* Begin Data listing *

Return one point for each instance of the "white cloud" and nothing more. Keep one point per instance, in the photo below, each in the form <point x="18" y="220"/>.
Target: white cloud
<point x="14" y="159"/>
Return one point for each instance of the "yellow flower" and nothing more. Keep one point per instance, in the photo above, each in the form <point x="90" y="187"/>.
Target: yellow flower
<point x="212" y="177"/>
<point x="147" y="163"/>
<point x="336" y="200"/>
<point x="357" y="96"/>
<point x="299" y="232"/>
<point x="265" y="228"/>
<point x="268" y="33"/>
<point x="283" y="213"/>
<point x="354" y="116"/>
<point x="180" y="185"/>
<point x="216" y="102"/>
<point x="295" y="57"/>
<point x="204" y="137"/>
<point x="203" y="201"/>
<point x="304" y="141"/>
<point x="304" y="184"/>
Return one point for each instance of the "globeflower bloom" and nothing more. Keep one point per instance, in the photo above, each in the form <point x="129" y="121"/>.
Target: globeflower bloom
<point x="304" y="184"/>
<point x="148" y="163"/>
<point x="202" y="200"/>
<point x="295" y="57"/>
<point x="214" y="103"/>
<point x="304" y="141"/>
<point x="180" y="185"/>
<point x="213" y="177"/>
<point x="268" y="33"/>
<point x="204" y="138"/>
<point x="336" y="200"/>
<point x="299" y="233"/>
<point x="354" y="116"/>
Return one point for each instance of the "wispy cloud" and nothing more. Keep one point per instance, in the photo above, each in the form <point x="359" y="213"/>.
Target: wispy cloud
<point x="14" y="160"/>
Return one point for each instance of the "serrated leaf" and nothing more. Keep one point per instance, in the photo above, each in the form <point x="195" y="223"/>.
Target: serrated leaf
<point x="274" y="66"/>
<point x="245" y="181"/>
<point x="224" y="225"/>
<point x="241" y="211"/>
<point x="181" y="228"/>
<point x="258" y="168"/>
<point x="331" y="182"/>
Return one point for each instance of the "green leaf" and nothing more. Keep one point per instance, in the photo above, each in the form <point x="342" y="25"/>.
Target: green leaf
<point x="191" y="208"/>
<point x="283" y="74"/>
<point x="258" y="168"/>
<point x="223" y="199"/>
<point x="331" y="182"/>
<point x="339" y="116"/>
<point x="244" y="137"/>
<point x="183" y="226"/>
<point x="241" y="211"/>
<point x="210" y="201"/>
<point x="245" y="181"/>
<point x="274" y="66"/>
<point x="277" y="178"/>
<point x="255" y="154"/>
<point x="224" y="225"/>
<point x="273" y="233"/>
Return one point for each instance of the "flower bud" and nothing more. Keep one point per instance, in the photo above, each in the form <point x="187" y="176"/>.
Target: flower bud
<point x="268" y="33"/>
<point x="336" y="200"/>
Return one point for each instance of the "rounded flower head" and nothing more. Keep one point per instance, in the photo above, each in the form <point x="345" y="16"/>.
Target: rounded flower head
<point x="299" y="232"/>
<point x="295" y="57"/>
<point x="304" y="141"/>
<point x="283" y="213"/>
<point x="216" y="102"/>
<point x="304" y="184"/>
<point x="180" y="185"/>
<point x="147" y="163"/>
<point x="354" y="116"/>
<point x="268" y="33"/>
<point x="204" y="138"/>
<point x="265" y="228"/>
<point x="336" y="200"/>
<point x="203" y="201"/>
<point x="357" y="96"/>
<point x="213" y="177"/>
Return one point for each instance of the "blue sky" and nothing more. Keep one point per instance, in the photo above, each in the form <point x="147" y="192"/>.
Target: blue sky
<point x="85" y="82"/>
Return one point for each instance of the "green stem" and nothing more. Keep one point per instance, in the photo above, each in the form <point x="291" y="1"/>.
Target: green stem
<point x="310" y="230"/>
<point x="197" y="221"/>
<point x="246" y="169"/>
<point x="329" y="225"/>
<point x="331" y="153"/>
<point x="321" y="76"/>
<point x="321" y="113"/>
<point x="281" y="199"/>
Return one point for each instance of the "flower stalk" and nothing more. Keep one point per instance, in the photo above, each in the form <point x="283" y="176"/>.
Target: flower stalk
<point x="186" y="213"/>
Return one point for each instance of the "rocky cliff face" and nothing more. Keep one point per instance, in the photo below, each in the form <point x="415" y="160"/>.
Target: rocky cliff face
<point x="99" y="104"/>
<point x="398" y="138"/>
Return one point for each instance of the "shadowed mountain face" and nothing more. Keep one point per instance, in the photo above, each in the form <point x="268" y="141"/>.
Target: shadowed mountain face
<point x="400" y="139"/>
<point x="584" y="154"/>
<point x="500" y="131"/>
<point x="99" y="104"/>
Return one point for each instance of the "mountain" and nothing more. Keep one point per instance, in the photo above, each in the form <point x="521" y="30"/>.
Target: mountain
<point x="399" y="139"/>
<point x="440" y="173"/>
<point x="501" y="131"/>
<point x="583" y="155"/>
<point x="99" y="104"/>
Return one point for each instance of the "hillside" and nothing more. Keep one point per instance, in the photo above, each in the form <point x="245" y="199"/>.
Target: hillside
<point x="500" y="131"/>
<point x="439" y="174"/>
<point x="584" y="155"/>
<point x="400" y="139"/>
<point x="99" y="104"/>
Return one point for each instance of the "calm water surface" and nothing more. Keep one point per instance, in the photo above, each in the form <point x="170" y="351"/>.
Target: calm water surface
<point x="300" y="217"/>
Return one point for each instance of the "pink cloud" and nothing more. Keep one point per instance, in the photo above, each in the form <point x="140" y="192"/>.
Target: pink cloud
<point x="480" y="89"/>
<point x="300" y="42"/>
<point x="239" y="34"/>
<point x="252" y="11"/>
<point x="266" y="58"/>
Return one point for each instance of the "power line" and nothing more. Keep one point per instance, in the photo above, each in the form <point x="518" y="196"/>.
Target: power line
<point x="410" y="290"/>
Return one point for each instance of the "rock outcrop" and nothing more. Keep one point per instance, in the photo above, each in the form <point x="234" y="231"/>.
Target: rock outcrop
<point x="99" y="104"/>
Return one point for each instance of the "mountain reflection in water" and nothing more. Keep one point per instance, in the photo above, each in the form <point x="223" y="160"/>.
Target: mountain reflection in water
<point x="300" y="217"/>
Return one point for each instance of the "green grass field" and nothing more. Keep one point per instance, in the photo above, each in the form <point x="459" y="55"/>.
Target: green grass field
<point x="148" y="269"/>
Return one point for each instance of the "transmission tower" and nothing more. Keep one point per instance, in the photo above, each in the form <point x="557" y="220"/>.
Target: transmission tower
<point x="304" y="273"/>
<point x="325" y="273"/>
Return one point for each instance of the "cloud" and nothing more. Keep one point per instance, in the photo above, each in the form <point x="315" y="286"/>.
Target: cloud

* End Data listing *

Set problem —
Copy all the entries verbatim.

Written solution —
Return one point for each instance of the "white cloud" and nothing more. Keep one point per instance, in the photo below, each in the form <point x="18" y="220"/>.
Target: white cloud
<point x="14" y="159"/>
Return one point for each instance of the "yellow flower" and nothing more. Keep one point per instance, in the photo above, each in the form <point x="90" y="187"/>.
Target: yellow flower
<point x="212" y="177"/>
<point x="147" y="163"/>
<point x="336" y="200"/>
<point x="357" y="96"/>
<point x="299" y="232"/>
<point x="265" y="228"/>
<point x="268" y="33"/>
<point x="283" y="213"/>
<point x="354" y="116"/>
<point x="180" y="185"/>
<point x="216" y="102"/>
<point x="295" y="57"/>
<point x="204" y="137"/>
<point x="203" y="201"/>
<point x="304" y="141"/>
<point x="304" y="184"/>
Return one point for each instance of the "globeflower bloom" and nothing more. Keep one point per instance, in the photo above, each in the form <point x="129" y="121"/>.
Target: globeflower bloom
<point x="304" y="184"/>
<point x="148" y="163"/>
<point x="202" y="200"/>
<point x="295" y="57"/>
<point x="214" y="103"/>
<point x="304" y="141"/>
<point x="180" y="185"/>
<point x="213" y="177"/>
<point x="268" y="33"/>
<point x="204" y="138"/>
<point x="336" y="200"/>
<point x="299" y="233"/>
<point x="354" y="116"/>
Return one point for each instance of the "wispy cloud" and nothing more. Keep one point per instance, in the photo above, each in the form <point x="359" y="213"/>.
Target: wispy cloud
<point x="14" y="160"/>
Return one point for each instance of the "serrated leaf" and nothing more. Keep one point per instance, in the photo above, each in the form <point x="195" y="223"/>.
Target: serrated leaf
<point x="274" y="66"/>
<point x="245" y="181"/>
<point x="224" y="225"/>
<point x="241" y="211"/>
<point x="181" y="228"/>
<point x="258" y="168"/>
<point x="331" y="182"/>
Return one point for each instance of the "green leaf" and nothing more. Keep one point per instance, in the photo above, each in the form <point x="342" y="25"/>.
Target: green leaf
<point x="191" y="208"/>
<point x="283" y="74"/>
<point x="258" y="168"/>
<point x="223" y="199"/>
<point x="331" y="182"/>
<point x="339" y="116"/>
<point x="244" y="137"/>
<point x="183" y="226"/>
<point x="241" y="211"/>
<point x="210" y="201"/>
<point x="245" y="181"/>
<point x="274" y="66"/>
<point x="277" y="178"/>
<point x="255" y="154"/>
<point x="224" y="225"/>
<point x="273" y="233"/>
Return one point for each instance of the "flower bud" and nothing more. Keep one point per instance, in the photo above, each in the form <point x="187" y="176"/>.
Target: flower bud
<point x="268" y="33"/>
<point x="336" y="200"/>
Return one point for each instance of the "rounded flower head" and nothing more. Keep one point per instance, in the photo above, each in the form <point x="345" y="16"/>.
Target: rounded flower head
<point x="299" y="232"/>
<point x="295" y="57"/>
<point x="304" y="141"/>
<point x="283" y="213"/>
<point x="216" y="102"/>
<point x="304" y="184"/>
<point x="180" y="185"/>
<point x="147" y="163"/>
<point x="354" y="116"/>
<point x="268" y="33"/>
<point x="204" y="138"/>
<point x="265" y="228"/>
<point x="336" y="200"/>
<point x="203" y="201"/>
<point x="357" y="96"/>
<point x="213" y="177"/>
Return one point for each instance of the "blue sky" and nothing more. Keep one point per instance, in the photo above, each in the form <point x="147" y="192"/>.
Target: blue sky
<point x="85" y="82"/>
Return one point for each instance of the "green stem" and nothing more. Keep one point per instance, in the photo above, each in the form <point x="291" y="1"/>.
Target: green stem
<point x="310" y="230"/>
<point x="197" y="221"/>
<point x="246" y="169"/>
<point x="329" y="225"/>
<point x="331" y="153"/>
<point x="321" y="76"/>
<point x="321" y="113"/>
<point x="281" y="199"/>
Return one point for each instance of the "flower stalk" and nothing more. Keep one point per instance, in the photo above, each in the form <point x="283" y="176"/>.
Target: flower stalk
<point x="186" y="213"/>
Return one point for each instance of the "rocky cliff face" and nothing more. Keep one point per instance, in the photo below, each in the form <point x="415" y="160"/>.
Target: rocky cliff face
<point x="99" y="104"/>
<point x="398" y="138"/>
Return one point for each instance of the "shadowed mountain face" and nothing more. Keep one point per instance, in the photo above, each in the form <point x="268" y="141"/>.
Target: shadowed mountain face
<point x="400" y="139"/>
<point x="584" y="154"/>
<point x="500" y="131"/>
<point x="99" y="104"/>
Return one point for each instance of the "mountain" and nothing more. Keep one point per instance, in the photo above, each in the form <point x="521" y="30"/>.
Target: mountain
<point x="399" y="139"/>
<point x="440" y="173"/>
<point x="501" y="131"/>
<point x="583" y="155"/>
<point x="99" y="104"/>
Return one point for each instance of the "hillside" and nothing more. Keep one point per instance, in the photo above, each in the form <point x="245" y="199"/>.
Target: hillside
<point x="500" y="131"/>
<point x="439" y="174"/>
<point x="584" y="155"/>
<point x="400" y="139"/>
<point x="99" y="104"/>
Return one point for each instance of the "calm water surface" and nothing more. Keep one point per instance, in the photo above, each in the form <point x="170" y="351"/>.
Target: calm water surface
<point x="300" y="217"/>
Return one point for each instance of the "pink cloud" and nothing more. Keep one point per instance, in the photo above, each in the form <point x="140" y="192"/>.
Target: pink cloud
<point x="480" y="89"/>
<point x="300" y="42"/>
<point x="239" y="34"/>
<point x="252" y="11"/>
<point x="266" y="58"/>
Return one point for each instance of the "power line" and nothing more. Keep one point per instance, in the photo above, each in the form <point x="518" y="196"/>.
Target: power line
<point x="410" y="290"/>
Return one point for each instance of the "rock outcrop" and nothing more. Keep one point per instance, in the photo above, each in the form <point x="234" y="231"/>.
Target: rock outcrop
<point x="99" y="104"/>
Return one point for each instance of the "mountain reflection in water" and nothing more. Keep one point per instance, in the photo above, each in the form <point x="223" y="160"/>.
Target: mountain reflection in water
<point x="300" y="217"/>
Return one point for each instance of the "green grass field" and nothing more. Keep one point per instance, in the photo above, each in the form <point x="459" y="55"/>.
Target: green grass field
<point x="148" y="269"/>
Return one point for each instance of the "transmission tower" and nothing more. Keep one point per instance, in the photo above, each in the form <point x="557" y="220"/>.
Target: transmission tower
<point x="304" y="273"/>
<point x="325" y="273"/>
Return one point for each instance of the "cloud" and nothing more. Keep one point per instance, in the photo above, each in the form <point x="315" y="286"/>.
Target: cloud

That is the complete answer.